* [Provided information]

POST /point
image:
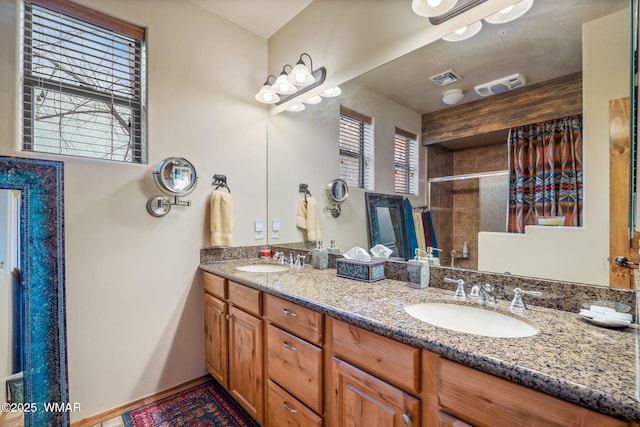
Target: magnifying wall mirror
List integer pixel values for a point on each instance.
(176, 177)
(337, 192)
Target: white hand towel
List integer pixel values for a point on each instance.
(221, 207)
(313, 221)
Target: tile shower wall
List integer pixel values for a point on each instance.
(458, 203)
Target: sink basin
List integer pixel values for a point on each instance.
(471, 320)
(263, 268)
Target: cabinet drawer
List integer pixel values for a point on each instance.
(285, 410)
(390, 360)
(300, 321)
(215, 285)
(484, 399)
(245, 298)
(295, 365)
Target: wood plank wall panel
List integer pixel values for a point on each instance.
(542, 101)
(619, 151)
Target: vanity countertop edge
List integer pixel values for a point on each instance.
(584, 364)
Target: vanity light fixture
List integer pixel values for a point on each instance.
(510, 13)
(452, 96)
(429, 8)
(292, 82)
(296, 107)
(464, 33)
(267, 94)
(283, 85)
(300, 75)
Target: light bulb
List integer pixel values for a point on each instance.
(284, 87)
(507, 9)
(461, 30)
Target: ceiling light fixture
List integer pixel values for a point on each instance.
(510, 13)
(452, 96)
(429, 8)
(464, 32)
(332, 92)
(292, 82)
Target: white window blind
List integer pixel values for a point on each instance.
(83, 83)
(406, 162)
(356, 149)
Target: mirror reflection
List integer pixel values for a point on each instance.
(545, 44)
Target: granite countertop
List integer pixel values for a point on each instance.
(569, 358)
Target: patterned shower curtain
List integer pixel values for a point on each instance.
(545, 172)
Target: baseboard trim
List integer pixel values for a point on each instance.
(121, 409)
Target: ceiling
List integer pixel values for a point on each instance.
(262, 17)
(543, 44)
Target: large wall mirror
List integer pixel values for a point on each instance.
(33, 329)
(545, 44)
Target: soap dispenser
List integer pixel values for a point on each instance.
(418, 271)
(319, 257)
(332, 249)
(431, 258)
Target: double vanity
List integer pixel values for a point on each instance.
(298, 346)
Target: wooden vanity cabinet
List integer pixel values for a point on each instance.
(246, 379)
(322, 371)
(294, 361)
(375, 381)
(216, 330)
(234, 341)
(486, 400)
(215, 341)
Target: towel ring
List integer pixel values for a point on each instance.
(304, 188)
(220, 181)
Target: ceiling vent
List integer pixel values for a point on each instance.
(446, 78)
(502, 85)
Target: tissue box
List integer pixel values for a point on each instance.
(371, 271)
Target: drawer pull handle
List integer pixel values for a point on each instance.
(406, 419)
(289, 346)
(293, 411)
(289, 312)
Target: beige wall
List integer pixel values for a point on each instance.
(577, 254)
(134, 295)
(303, 148)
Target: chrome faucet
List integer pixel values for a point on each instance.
(300, 260)
(460, 293)
(486, 295)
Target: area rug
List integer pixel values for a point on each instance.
(205, 405)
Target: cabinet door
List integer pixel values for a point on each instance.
(215, 339)
(245, 361)
(364, 400)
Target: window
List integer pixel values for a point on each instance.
(83, 83)
(406, 162)
(356, 149)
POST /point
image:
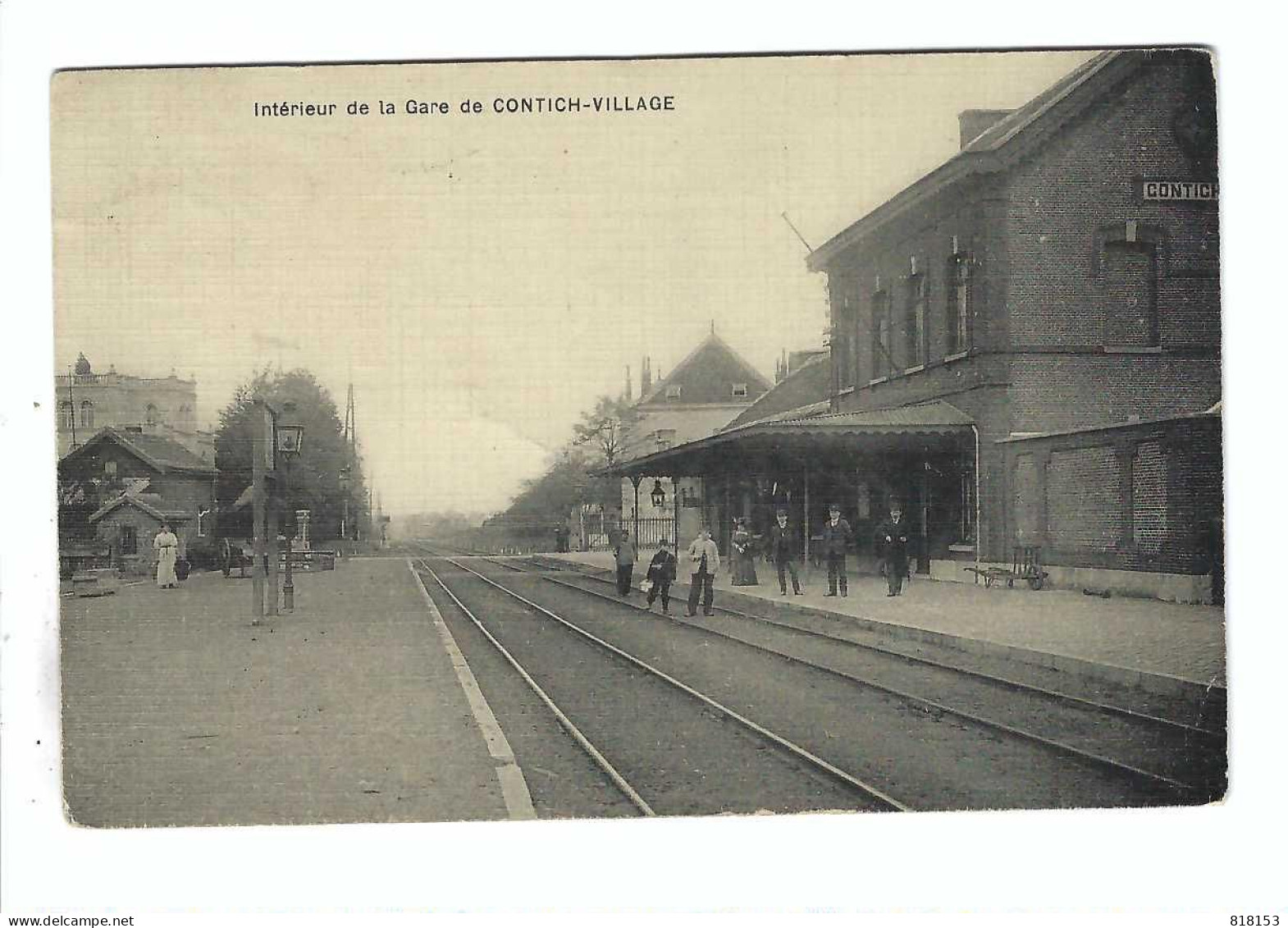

* [Instructions to follow] Which lines of the data above contain the word "towel"? Pull out each one.

* [Result for this task]
Target: white hand towel
Target: towel ring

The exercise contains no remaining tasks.